Random triplet for dev & test set are rather simple to distinguish. Depending on your application, you might need better triplets to fully evaluate the performance of your model.

For training, the application uses what is called "Batch All / Hard / SemiHard Triplets" (also explained in the link). You generate a mini batch with n sentences. It then checks out of the n x n x n possible combinations, which are valid triplets such that anchor and positive have the same label and the negative a different label. It then uses these valid triplets to compute the loss.

The quality (difficulty) of the triplets are quite important to get good results. If the triplets are too easy, the model will not learning something. With the Batch*Triplets approach you already create large combinations of triplets, hence, there designing difficult triplets is not really needed.

Human curation for training is not needed.

Best
Nils Reimers

ironllamagirl · 2020-08-25T21:31:34Z

Hi!
Just wanted to inquire about this file https://github.com/UKPLab/sentence-transformers/blob/master/examples/training_transformers/training_batch_hard_trec_continue_training.py

Has it been placed somewhere else? can't seem to open the link

nreimers · 2020-08-25T21:32:46Z

https://github.com/UKPLab/sentence-transformers/blob/master/examples/training/other/training_batch_hard_trec_continue_training.py

thefirebanks · 2021-01-11T05:18:25Z

Hi @nreimers ! IThank you for the advice written on this thread. It appears that the file https://github.com/UKPLab/sentence-transformers/blob/master/examples/training/other/training_batch_hard_trec_continue_training.py is giving a 404 error.

## Records of labeled points
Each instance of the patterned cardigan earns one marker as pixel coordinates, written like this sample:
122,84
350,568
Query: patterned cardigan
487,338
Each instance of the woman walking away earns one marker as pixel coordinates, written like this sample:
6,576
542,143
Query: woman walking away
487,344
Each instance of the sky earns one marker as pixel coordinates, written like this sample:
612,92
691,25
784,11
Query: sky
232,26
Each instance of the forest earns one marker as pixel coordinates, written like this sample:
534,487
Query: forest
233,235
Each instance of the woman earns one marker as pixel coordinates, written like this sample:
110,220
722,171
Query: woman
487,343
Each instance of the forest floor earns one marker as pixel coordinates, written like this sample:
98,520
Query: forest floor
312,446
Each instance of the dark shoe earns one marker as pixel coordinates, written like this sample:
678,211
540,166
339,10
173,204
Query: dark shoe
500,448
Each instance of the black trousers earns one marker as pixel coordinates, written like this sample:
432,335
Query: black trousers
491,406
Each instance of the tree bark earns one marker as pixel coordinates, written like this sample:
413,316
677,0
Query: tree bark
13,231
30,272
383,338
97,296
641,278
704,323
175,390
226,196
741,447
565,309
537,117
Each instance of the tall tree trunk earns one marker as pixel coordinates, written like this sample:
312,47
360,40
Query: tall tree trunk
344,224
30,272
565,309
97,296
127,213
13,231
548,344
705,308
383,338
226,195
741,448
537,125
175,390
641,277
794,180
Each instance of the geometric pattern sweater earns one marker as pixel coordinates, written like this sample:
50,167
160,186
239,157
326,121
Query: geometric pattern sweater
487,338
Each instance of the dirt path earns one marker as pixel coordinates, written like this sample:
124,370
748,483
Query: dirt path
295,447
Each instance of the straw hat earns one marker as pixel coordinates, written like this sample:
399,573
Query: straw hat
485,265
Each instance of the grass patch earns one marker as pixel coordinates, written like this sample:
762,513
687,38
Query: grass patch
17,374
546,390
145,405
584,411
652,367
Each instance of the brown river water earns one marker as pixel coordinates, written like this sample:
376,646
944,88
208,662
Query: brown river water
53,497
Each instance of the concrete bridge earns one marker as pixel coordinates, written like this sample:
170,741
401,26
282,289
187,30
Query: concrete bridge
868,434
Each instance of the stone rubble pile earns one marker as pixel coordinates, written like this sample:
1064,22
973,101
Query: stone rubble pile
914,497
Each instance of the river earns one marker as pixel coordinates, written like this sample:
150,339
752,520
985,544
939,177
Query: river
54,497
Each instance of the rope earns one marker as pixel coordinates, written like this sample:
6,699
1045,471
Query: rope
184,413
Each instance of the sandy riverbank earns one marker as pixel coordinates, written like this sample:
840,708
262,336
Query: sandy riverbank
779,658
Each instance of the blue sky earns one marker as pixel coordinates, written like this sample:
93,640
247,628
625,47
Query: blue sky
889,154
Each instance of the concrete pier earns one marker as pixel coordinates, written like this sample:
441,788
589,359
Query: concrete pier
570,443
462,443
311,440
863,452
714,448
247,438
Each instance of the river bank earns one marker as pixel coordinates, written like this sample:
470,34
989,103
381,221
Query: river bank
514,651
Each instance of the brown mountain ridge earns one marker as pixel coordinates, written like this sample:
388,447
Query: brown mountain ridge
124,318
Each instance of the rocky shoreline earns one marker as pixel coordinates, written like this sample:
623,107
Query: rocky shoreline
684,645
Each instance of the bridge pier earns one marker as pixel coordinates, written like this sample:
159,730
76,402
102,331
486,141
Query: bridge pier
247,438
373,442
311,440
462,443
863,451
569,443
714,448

## TO-DO LIST
[A] In the forum thread on triplet training, what makes a triplet valid?
[B] Reproduce word for word the part of the forum thread on triplet training from "The quality (difficulty)" up to and including "not really needed.".
[C] Extend the forum thread on triplet training, picking up right after its final sentence.

## RESPONSES
[A] The anchor and positive have the same label, and the negative has a different label.

[B]
The quality (difficulty) of the triplets are quite important to get good results. If the triplets are too easy, the model will not learning something. With the Batch*Triplets approach you already create large combinations of triplets, hence, there designing difficult triplets is not really needed.

[C]
@farhaanbukhsh We are working on a similar task as you - e.x given a sentence "The tomatoes were rotten" and a set of possible labels ["fruit", "vegetable", "root"] I want to assign one label to the sentence. Did you end up using the triple loss methodology successfully? I was also looking at this thread.

I have 2 questions:

When we fined tuned a model using the code from https://github.com/UKPLab/sentence-transformers/blob/master/examples/training/nli/training_nli.py, but we found that the resulting model only works in yielding embeddings and not necessarily classifiying text. Is there a way of including the linear layer used for classification in fine tuning, in the saved model? that way when we load the model we can do something like model.predict() instead of just model.encode()?
If not, should we load the model embeddings/fine tune using huggingface?

Thank you in advance!

nreimers · 2021-01-11T08:02:42Z

@thefirebanks
It was renamed: https://github.com/UKPLab/sentence-transformers/blob/master/examples/training/other/training_batch_hard_trec.py

The purpose of SentenceTransformer is to create a model that can generate meaningful embeddings for text. If your task is classification, then using sentence embeddings is in most cases the wrong approach. In that case, CrossEncoder work much better: https://www.sbert.net/examples/training/cross-encoder/README.html

Currently there is no implemented way to include that layer in the model. But you can save it with torch.save() and load it with torch.load() and apply it on top of the sentence embeddings.

But as mentioned, if your task is classification, then using CrossEncoders achieve much better performances.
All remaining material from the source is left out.